> [Do this] Write out the entries below once more, exactly, with the pictures left out.

> [Provided data]
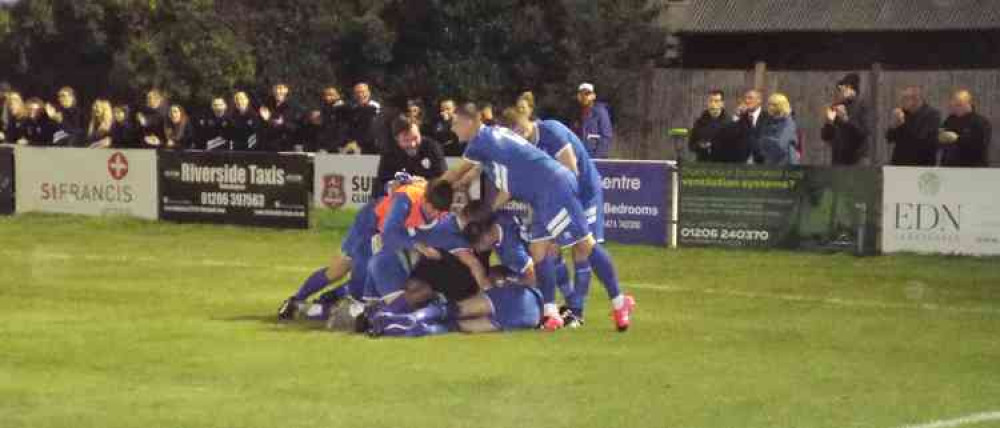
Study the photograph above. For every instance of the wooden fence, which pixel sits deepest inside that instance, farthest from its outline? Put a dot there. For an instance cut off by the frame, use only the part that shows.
(673, 98)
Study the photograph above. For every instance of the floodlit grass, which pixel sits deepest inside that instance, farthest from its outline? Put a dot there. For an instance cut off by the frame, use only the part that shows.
(122, 323)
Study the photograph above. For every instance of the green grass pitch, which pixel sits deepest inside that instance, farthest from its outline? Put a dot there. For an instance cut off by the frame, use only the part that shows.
(121, 323)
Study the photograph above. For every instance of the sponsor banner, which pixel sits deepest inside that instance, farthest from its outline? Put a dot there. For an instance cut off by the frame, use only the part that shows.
(253, 189)
(6, 180)
(941, 210)
(86, 181)
(347, 181)
(773, 207)
(637, 201)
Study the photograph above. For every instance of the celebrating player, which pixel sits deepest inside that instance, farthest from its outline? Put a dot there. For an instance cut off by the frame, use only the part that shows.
(562, 144)
(521, 171)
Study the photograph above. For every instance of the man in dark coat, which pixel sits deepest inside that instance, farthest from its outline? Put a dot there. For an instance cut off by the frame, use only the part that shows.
(412, 152)
(706, 129)
(966, 134)
(846, 127)
(914, 131)
(740, 138)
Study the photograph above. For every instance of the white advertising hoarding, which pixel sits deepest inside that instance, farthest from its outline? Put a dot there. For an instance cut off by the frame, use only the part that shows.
(941, 210)
(86, 181)
(346, 181)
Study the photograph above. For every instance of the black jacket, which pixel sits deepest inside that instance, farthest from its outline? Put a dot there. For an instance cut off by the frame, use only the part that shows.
(705, 133)
(362, 126)
(916, 140)
(740, 139)
(280, 130)
(246, 126)
(214, 132)
(848, 139)
(973, 146)
(428, 163)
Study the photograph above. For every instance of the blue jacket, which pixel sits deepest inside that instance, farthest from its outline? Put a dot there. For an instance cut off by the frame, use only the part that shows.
(778, 141)
(595, 131)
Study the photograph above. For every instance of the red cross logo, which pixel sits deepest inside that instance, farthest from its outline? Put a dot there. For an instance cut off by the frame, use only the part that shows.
(118, 166)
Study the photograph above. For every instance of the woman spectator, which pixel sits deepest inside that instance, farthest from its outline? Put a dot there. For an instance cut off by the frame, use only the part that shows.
(179, 132)
(123, 132)
(17, 120)
(99, 133)
(151, 120)
(779, 135)
(246, 123)
(38, 128)
(413, 153)
(67, 119)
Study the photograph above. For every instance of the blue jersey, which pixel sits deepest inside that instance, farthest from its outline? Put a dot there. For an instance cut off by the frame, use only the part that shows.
(512, 247)
(553, 137)
(516, 166)
(444, 234)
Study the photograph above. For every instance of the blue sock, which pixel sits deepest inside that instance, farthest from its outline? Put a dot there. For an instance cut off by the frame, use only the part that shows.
(562, 278)
(435, 312)
(604, 268)
(545, 271)
(316, 282)
(581, 280)
(399, 305)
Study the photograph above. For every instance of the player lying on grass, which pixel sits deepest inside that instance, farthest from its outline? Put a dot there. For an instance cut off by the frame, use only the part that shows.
(523, 172)
(404, 209)
(562, 144)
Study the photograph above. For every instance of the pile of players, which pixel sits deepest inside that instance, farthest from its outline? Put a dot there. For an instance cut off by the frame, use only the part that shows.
(414, 269)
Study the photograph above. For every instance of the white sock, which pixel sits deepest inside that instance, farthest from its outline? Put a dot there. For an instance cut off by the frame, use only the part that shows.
(550, 310)
(618, 302)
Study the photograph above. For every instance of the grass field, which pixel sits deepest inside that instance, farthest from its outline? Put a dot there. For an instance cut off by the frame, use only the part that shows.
(122, 323)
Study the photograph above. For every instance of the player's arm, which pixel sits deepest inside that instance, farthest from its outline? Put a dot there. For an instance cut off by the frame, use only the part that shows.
(469, 259)
(459, 171)
(395, 235)
(568, 159)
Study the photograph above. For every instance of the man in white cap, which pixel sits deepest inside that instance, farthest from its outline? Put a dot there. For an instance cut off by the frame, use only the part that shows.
(593, 126)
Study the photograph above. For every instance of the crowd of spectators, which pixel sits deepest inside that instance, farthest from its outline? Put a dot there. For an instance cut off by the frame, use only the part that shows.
(276, 124)
(767, 134)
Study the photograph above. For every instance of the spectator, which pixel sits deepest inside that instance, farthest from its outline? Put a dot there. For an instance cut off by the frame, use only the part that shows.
(362, 121)
(413, 153)
(152, 119)
(67, 119)
(486, 115)
(706, 128)
(778, 141)
(15, 126)
(246, 124)
(966, 134)
(441, 130)
(741, 136)
(335, 113)
(38, 128)
(215, 129)
(846, 127)
(310, 133)
(179, 132)
(99, 132)
(123, 132)
(914, 131)
(594, 124)
(280, 119)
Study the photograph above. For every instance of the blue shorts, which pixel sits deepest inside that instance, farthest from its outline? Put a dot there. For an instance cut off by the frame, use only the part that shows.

> [Finished answer]
Study the photograph above. For every instance of the wooden fence, which pixel sits deepest inside that instance, farthest from its outline? Put a dot there. For an instance cut off by the frame, use only the part that shows.
(673, 98)
Study the photograph above. For every instance of the floodlit grass, which pixel sits deepest inside that instance, farthest from its outline? Put a dot there. For an instance cut off by the frame, use only the part that shows.
(122, 323)
Study the photograph above. For every instance of the green grass pitch, which pixel sits deepest inside that instance, farthest from its outline? Put a dot there. For an instance cut off by the frame, use only the part that shows.
(121, 323)
Study the photograph above. For every instance of the sponsor banner, which pixel sits deepest inside that instance, farthest from its outline? Put a dot there. For an instance cut off by the frame, use only the part that shows.
(253, 189)
(6, 180)
(941, 210)
(86, 181)
(347, 181)
(773, 207)
(637, 201)
Study the photograph above. For every instance of the celebrating player, which pixel sits deepest inside that instance, farthest from its outline? Put a dot there. For an instance cut off by the frame, use only the part that shows.
(562, 144)
(521, 171)
Study the photograph above. For every instance of the man in dark coat, which pixel sits deepest inside that instance, farthest from its outline? Put a dot there. For an instance cut off by the frame, use only the part that shows.
(412, 152)
(706, 129)
(966, 134)
(846, 127)
(914, 131)
(740, 138)
Study the photograph above. For every instance of the white advertising hoarding, which pixel sits deepest inside that instance, farthest from its outline? Put a dot there. For an instance cut off by the frame, use only the part that shows.
(941, 210)
(86, 181)
(346, 181)
Study the photograph above. For every instance of the black jacket, which pixel sits deepest inside that instance, farthest from its outline? Put a dot there. For an instance cut off by the frame, use only the part that shows.
(705, 133)
(362, 126)
(916, 140)
(740, 139)
(280, 130)
(246, 126)
(214, 132)
(848, 139)
(973, 146)
(428, 163)
Study the photograph above. For every instance of the blue jacket, which pixel sits deepest inside that instance, farthest from its outline? Put a dot there. For an instance cut off by the frame, use only the part that shows.
(778, 141)
(595, 131)
Study the photograph above. For every instance of the red cross logo, which pixel sits deepest inside that instance, farthest from its outline? Put a dot there. For an instance cut off by the frame, use only the part that shows.
(118, 166)
Study the photograph above. For every instance of the woman spectator, which pixel sits deepest inside that instance, farthest from its outline? Put a dot there. For an instance cut off by the frame, use only the part that shows.
(179, 132)
(123, 132)
(17, 120)
(99, 133)
(151, 120)
(779, 135)
(246, 123)
(38, 128)
(413, 153)
(67, 119)
Study the photograph above. For every instance of the blue jersey, which pixel sits deepest inside that instance, farthest from its outline? Put a dot there. For an instance cut off by the frame, use only the part that shows.
(512, 247)
(553, 137)
(516, 166)
(444, 234)
Study the photograph above. For every instance of the blue sock, which pixel sits deepest inside that instance, farthest from its outline? Put a dot there. For an instance cut off by the frame, use only the part that shows.
(562, 278)
(435, 312)
(604, 268)
(545, 271)
(316, 282)
(581, 280)
(399, 305)
Study the photograph above. For every instance of the player lying on grass, which pixel sits deepest inside that instance, farthest from its outline? Put a dot there. For an instance cut off by the frame, use only the part that shows.
(523, 172)
(404, 209)
(562, 144)
Study the photograph above. For every instance of the pile of players, which pixel sits deepest inside that instance, farthest from its outline? Put a dot there. For an instance cut off by the frame, use only the part that shows.
(414, 269)
Study the photograph above. For every instance of the white sock, which pixel sits deepest inside that instance, farthest from its outline? Put a dot there. For an instance cut off by the frame, use only the part that shows.
(550, 310)
(618, 302)
Study the photograph above. For every instance of the grass field, which pixel sits deepest inside that instance, farthest from its outline? Put a dot there. For an instance cut off by the frame, use only the part that shows.
(122, 323)
Study the photograph above. For every instance of the player's arm, which pixel sits deepest inside that instance, farthest from its outline? Put a dot there. For an instance cut off by the frame, use only the part that shows.
(469, 259)
(459, 171)
(395, 235)
(568, 159)
Study the photograph above. For every instance of the man in white cap, which pixel sits deepest inside that instance, farthest from its outline? Put a dot there. For an instance cut off by the frame, use only the part that shows.
(593, 126)
Study the photograph above. For every instance of the crowd of spectators, which pixel sits deepest inside that instance, farthest from its outline? Put a dot there. For an instance cut off by the frame, use only the part that shows.
(276, 124)
(767, 134)
Study the photograph above. For every instance of the spectator, which pixel sits deepest inside that instance, farthest from its outline? Put a dot there. For an instance cut off by the frame, use only the part that shows.
(362, 121)
(413, 153)
(152, 119)
(67, 119)
(486, 115)
(706, 128)
(778, 141)
(15, 126)
(246, 124)
(966, 134)
(441, 130)
(741, 136)
(335, 113)
(38, 128)
(215, 129)
(846, 127)
(310, 133)
(179, 132)
(99, 132)
(123, 132)
(914, 131)
(594, 124)
(280, 119)
Study the photograph above. For every instance of the blue shorts, which pixel sits deepest inside that instance, farthest from its outline? Put a dot there. For an instance cut off by the frame, use only the part that shows.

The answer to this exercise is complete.